| Material to process |

--- START ---

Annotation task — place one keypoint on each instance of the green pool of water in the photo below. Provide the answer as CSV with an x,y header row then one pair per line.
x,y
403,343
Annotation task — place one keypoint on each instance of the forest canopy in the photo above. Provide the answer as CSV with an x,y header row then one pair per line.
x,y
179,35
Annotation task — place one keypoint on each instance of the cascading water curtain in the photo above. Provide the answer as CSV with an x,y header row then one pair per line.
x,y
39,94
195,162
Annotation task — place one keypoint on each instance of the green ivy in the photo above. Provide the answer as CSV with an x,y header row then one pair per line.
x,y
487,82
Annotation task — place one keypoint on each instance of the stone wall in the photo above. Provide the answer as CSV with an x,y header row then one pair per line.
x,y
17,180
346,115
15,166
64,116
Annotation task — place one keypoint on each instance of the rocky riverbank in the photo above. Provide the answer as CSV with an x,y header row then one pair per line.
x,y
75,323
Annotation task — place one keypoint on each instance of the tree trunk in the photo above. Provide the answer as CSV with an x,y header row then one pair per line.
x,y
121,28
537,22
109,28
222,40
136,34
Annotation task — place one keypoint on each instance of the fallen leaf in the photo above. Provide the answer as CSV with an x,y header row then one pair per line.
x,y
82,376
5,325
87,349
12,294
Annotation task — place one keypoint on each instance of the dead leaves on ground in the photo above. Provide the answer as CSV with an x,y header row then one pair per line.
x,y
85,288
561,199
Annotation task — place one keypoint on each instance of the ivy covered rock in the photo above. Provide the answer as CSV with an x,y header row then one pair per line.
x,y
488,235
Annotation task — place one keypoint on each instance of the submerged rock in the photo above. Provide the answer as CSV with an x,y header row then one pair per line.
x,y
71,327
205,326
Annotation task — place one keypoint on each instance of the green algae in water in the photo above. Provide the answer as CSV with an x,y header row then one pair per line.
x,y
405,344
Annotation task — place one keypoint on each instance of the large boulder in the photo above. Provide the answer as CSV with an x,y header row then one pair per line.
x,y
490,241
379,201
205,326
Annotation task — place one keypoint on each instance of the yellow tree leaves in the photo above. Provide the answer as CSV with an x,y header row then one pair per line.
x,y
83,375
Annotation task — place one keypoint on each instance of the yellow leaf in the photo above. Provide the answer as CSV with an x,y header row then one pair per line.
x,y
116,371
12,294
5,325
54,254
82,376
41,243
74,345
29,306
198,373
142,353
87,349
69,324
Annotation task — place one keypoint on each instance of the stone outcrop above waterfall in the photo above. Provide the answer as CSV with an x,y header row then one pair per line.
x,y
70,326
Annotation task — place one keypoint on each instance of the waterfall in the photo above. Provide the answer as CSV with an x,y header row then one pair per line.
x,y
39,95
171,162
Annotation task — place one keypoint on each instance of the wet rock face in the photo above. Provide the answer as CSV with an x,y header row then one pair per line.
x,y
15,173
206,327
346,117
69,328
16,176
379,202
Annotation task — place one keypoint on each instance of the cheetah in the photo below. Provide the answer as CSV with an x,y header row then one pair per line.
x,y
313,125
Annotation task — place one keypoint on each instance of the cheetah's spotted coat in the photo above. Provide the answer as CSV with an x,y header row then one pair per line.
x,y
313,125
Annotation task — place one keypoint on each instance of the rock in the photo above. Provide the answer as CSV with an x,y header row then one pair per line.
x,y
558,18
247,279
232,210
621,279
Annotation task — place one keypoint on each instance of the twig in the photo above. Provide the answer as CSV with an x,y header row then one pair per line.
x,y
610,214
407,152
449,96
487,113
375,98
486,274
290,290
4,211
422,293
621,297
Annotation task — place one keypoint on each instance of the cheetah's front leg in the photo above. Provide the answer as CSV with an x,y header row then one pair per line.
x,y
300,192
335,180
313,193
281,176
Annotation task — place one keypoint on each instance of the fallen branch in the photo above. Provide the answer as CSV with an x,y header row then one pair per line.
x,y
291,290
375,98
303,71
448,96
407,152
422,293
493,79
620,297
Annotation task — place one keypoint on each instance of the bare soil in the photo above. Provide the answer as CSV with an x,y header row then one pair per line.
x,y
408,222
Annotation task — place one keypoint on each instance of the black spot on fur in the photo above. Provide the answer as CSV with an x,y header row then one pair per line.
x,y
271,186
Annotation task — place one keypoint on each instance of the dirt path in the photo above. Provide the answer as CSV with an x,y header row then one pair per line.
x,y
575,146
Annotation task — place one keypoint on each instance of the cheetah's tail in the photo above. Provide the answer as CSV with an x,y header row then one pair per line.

--- END ---

| What to do |
Output only the lines from the one that contains "of the bare" through the last line of the data above, each restated exactly.

| Expected output |
Annotation task — place one keypoint on each instance of the bare soil in the photo above. Provide the answer as CSV with an x,y header row then one pair per line.
x,y
408,222
Annotation task — place one keypoint on each instance of the black spot on fur in the photo above. Provide the answer as CSV with an x,y header row then one pair per line.
x,y
271,186
Annotation task — place one keypoint on each instance of the dirt path in the photo above. Provide the answer as CSV with an x,y header row then one pair per line.
x,y
575,146
Annotation task — place one keypoint on each instance of the cheetah's tail in the photo above. Provide the answer as CSV with an x,y header row then one pair per line.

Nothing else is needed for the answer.